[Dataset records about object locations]
==================================================

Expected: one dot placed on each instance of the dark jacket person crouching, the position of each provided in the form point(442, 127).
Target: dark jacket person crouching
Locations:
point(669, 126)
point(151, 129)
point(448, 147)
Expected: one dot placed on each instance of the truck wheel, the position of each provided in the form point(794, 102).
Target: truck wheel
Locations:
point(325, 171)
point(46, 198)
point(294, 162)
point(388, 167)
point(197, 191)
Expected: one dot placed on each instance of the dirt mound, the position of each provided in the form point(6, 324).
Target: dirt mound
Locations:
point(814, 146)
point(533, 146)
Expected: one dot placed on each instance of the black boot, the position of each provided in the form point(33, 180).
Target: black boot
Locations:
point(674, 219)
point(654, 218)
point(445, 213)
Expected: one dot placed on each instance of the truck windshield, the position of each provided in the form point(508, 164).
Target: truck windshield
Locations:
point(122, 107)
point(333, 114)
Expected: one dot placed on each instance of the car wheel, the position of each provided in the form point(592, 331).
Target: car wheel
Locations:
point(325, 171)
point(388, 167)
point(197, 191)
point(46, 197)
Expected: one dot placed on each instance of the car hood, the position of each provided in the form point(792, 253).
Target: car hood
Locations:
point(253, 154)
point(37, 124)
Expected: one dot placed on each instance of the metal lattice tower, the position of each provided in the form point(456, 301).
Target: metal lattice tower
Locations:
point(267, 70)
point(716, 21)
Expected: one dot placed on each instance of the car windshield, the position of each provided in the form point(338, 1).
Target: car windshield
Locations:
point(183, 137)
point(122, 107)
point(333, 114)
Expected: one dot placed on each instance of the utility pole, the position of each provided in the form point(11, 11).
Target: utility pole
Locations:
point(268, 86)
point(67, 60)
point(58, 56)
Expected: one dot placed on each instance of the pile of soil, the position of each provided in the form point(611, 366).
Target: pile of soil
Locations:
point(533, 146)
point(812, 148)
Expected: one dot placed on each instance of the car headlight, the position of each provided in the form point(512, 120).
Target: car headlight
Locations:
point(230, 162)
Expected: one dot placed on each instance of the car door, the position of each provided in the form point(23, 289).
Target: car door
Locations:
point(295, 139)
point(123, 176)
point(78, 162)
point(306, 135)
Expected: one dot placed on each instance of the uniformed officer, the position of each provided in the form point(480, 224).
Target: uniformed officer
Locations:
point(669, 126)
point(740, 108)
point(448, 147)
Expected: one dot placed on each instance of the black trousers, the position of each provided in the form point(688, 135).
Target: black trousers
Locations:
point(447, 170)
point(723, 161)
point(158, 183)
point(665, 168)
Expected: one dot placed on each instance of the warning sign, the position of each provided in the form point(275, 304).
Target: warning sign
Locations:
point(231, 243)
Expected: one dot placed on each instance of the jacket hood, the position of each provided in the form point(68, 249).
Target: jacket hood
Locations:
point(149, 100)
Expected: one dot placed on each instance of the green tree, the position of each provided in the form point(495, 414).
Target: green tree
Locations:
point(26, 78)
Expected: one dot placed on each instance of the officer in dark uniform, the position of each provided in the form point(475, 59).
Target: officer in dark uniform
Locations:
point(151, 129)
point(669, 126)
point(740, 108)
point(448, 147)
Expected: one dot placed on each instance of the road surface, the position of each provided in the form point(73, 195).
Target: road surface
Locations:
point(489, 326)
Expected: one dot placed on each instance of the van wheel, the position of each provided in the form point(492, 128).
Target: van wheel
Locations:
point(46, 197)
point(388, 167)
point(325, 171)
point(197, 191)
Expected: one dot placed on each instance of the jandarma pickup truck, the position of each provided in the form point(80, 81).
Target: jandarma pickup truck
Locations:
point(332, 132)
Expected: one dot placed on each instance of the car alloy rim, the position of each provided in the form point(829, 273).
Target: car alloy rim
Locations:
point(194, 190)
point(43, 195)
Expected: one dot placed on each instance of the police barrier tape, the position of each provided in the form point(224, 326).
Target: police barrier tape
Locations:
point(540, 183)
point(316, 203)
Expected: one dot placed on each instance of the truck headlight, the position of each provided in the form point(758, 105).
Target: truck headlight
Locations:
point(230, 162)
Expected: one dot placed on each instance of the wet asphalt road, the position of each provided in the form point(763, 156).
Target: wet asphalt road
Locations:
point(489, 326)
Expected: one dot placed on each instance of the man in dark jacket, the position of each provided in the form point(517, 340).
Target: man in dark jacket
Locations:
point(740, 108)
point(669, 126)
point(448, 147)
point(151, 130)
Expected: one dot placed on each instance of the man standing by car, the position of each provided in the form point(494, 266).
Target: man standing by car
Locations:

==================================================

* _Problem requirements_
Repeat the data exactly. Leave nothing out.

* _Answer to this problem_
Expected: one dot placed on each instance of the dark jacket person crouching, the position of each provided in the form point(442, 127).
Target: dark jacket person crouching
Locations:
point(669, 126)
point(151, 129)
point(448, 147)
Expected: one dot placed on each instance of the truck wheel, the position of each provided in the form point(794, 102).
Target: truck wheel
Locations:
point(325, 171)
point(46, 198)
point(294, 162)
point(388, 167)
point(197, 191)
Expected: one dot placed on each instance of the dirt mound, the position of each provided in the form point(6, 324).
Target: dirt mound
Locations:
point(814, 146)
point(533, 146)
Expected: one dot placed on each instance of the black boot, the position of each provided in the form point(33, 180).
Target: black boot
Locations:
point(674, 219)
point(654, 218)
point(445, 213)
Expected: one dot placed on each instance of the truck windshield, the position of each provided in the form point(508, 164).
Target: truck windshield
Locations:
point(122, 107)
point(333, 114)
Expected: one dot placed on each instance of the car wheel, the position of each provided in the form point(592, 331).
Target: car wheel
Locations:
point(325, 171)
point(388, 167)
point(197, 191)
point(46, 197)
Expected: one dot placed on each instance of the car hood, the position of each provided in the form point(792, 253).
Target: car hood
Locations:
point(253, 154)
point(37, 124)
Expected: one dot placed on each instance of the metal lattice tower, the position of each provided in the form point(456, 301).
Target: metal lattice tower
Locations:
point(267, 70)
point(716, 21)
Expected: one dot placed on each instance of the car windshield, the position of each provided in the form point(338, 1).
Target: car windshield
Locations:
point(183, 137)
point(122, 107)
point(333, 114)
Expected: one dot placed on each instance of the utility pole, the position of each provided in the form point(11, 11).
Target: utility pole
Locations:
point(268, 86)
point(67, 60)
point(58, 56)
Expected: one dot placed on each instance of the pile of soil, the position of each provided in the form point(611, 366).
Target: pile of soil
Locations:
point(533, 146)
point(812, 148)
Expected: one dot placed on each instance of the car headlight, the position of each provided in the form point(512, 120).
Target: car headlight
Locations:
point(230, 162)
Expected: one dot placed on each instance of the car door, the position of each provided in the form point(23, 289).
Target: car door
Locations:
point(295, 139)
point(123, 176)
point(78, 162)
point(306, 135)
Expected: one dot placed on each instance of the uniformed officer, the position of each provided in the form point(480, 224).
Target: uniformed officer
Locations:
point(669, 126)
point(740, 108)
point(448, 147)
Expected: one dot placed on each instance of the black trousers, the position of each provided in the form point(688, 135).
Target: black trousers
Locations:
point(447, 170)
point(723, 161)
point(158, 183)
point(665, 168)
Expected: one dot placed on each instance of the warning sign, the position of each provided in the form point(275, 304).
Target: warning sign
Locations:
point(231, 243)
Expected: one dot placed on each instance of the jacket hood, the position of each provided in the form point(68, 249).
Target: jacket hood
Locations:
point(149, 100)
Expected: one dot placed on each instance of the green tree, the position of each provided in the form point(495, 414).
Target: green tree
Locations:
point(26, 78)
Expected: one dot placed on each instance of the officer in dark uniform, the position of each provided in the form point(475, 59).
Target: officer in dark uniform
Locations:
point(151, 129)
point(669, 126)
point(740, 108)
point(448, 147)
Expected: one dot placed on each instance of the road surface, the position of each provided in the form point(73, 195).
Target: road surface
Locations:
point(489, 326)
Expected: one dot placed on each instance of the van wheel, the position of each provided in the form point(492, 128).
Target: van wheel
Locations:
point(46, 197)
point(388, 167)
point(325, 171)
point(197, 191)
Expected: one dot placed on each instance of the jandarma pickup truck, the position of each provided in the form point(80, 81).
Target: jandarma pickup truck
Locations:
point(332, 132)
Expected: one dot placed on each instance of the car alloy rim, the position of each provided in the form point(829, 273).
Target: car alloy rim
Locations:
point(194, 190)
point(43, 195)
Expected: one dot placed on each instance of the police barrier tape, the position of each provided in the form point(224, 326).
Target: police barrier tape
Locations:
point(540, 183)
point(316, 203)
Expected: one dot placed on each instance of the truck headlight, the position of each provided in the form point(758, 105).
Target: truck headlight
Locations:
point(230, 162)
Expected: one dot placed on each instance of the wet asphalt road, the position of each provided in the form point(763, 156).
Target: wet asphalt road
Locations:
point(489, 326)
Expected: one dot placed on each instance of the man in dark jacket, the position of each provided in the form point(517, 340).
Target: man in dark jacket
Locations:
point(740, 108)
point(669, 126)
point(448, 147)
point(151, 130)
Expected: one dot placed on each instance of the man standing by car, the position of each provided in the form point(494, 266).
Target: man standing by car
Locations:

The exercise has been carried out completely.